PROBLEM DETAILS ::
Repeat the records in full and exactly, omitting pictures.

----- EXERCISE DATA

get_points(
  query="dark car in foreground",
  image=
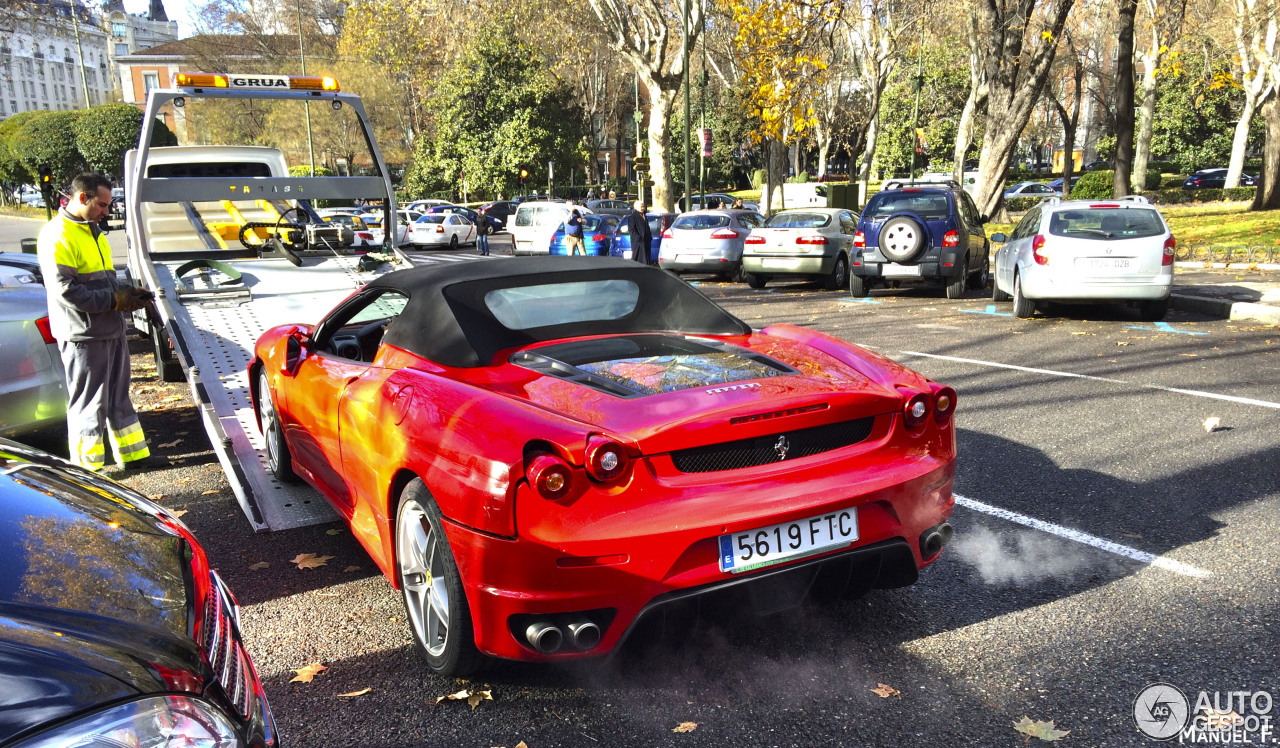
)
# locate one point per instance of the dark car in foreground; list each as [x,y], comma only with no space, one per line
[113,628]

----------

FINISHED TASK ::
get_points(
  query="dark car in foreground",
  image=
)
# locate one point per instance of the dark car in foreground; list each as [x,y], comma only with no space, one per line
[113,628]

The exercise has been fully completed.